* Given request *
Reproduce the records below word for word, but leave out the pictures.

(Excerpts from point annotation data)
* * * * * * *

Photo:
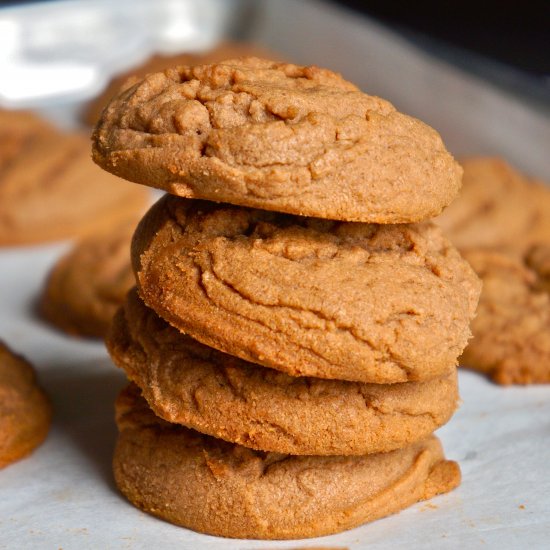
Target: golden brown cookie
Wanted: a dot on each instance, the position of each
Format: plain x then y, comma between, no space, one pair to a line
156,63
188,383
498,208
309,297
512,326
87,285
25,411
279,137
50,189
222,489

* * * * * * *

* Complete response *
Photo:
Target: golden brown cookie
Wanted: a dot on each instance, the position of each
Format: plain x then y, comma between, no space, one pair to a line
156,63
188,383
498,208
309,297
512,326
87,285
25,411
279,137
50,189
222,489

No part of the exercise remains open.